Given problem 1: From the metrics reference, quote everything from "Each experiment will" down to "seconds by default).", word for word.
Given problem 2: According to the metrics reference, how often are the averaged summaries written to Tensorboard/Wandb by default?

Supplied passage:
%%

# Metrics Reference

## General information

Each experiment will have at least the following groups of metrics on Tensorboard/Wandb:

* `len`
* `perf`
* `policy_stats`
* `reward`
* `stats`
* `train`

Plus new sections (groups) are created for each custom metric with key in `<group_name>/<metric_name>` format (see [Custom Metrics](custom-metrics.md) section).

Summaries such as `len`, `perf`, `reward` are averaged over the last 100 data points to filter noise
(this can be changed by `--stats_avg=N` argument). These summaries are written to Tensorboard/Wandb every
`--experiment_summaries_interval` seconds (10 seconds by default).

`train` summaries are not averaged and just represent the values from the latest minibatch on the learner.
The reporting rate for `train` summaries is decayed over time to reduce the size of the log files.
The schedule is controlled by `summary_rate_decay_seconds` variable in `learner.py`.

## `len`

`len/len`, `len/len_max`, `len/len_min` are simply episode lengths measured _after frameskip_.
If your environment uses frameskip=4 and the reported episode length is 400, it means that 400 environment steps
were simulated but the agent actually observed only 100 frames.

## `perf`

`perf/_fps` and `perf/_sample_throughput` represent throughput as measured in different parts of the algorithm.

%%

Record set:
%%

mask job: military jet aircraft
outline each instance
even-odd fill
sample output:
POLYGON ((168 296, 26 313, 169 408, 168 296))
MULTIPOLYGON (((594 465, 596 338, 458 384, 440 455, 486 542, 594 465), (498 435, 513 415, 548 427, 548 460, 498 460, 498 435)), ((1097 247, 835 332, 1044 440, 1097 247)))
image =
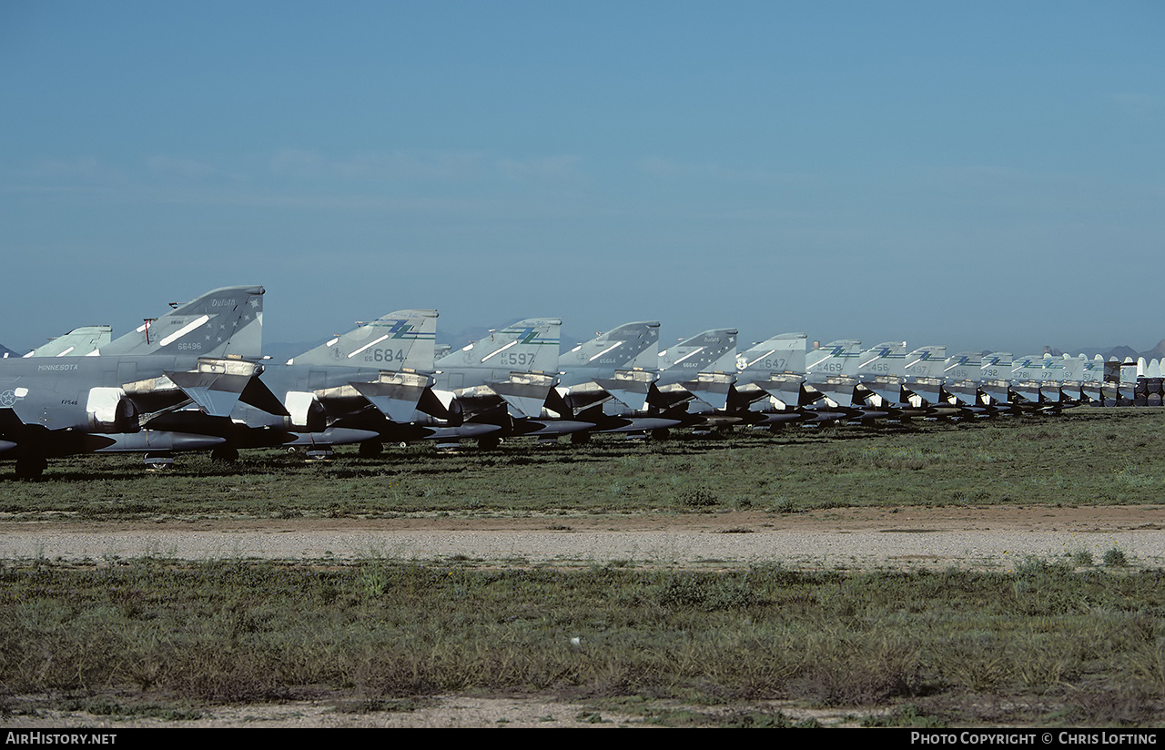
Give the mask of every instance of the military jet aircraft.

%%

Problem solution 1:
Each experiment will have at least the following groups of metrics on Tensorboard/Wandb:

* `len`
* `perf`
* `policy_stats`
* `reward`
* `stats`
* `train`

Plus new sections (groups) are created for each custom metric with key in `<group_name>/<metric_name>` format (see [Custom Metrics](custom-metrics.md) section).

Summaries such as `len`, `perf`, `reward` are averaged over the last 100 data points to filter noise
(this can be changed by `--stats_avg=N` argument). These summaries are written to Tensorboard/Wandb every
`--experiment_summaries_interval` seconds (10 seconds by default).

Problem solution 2: Every 10 seconds.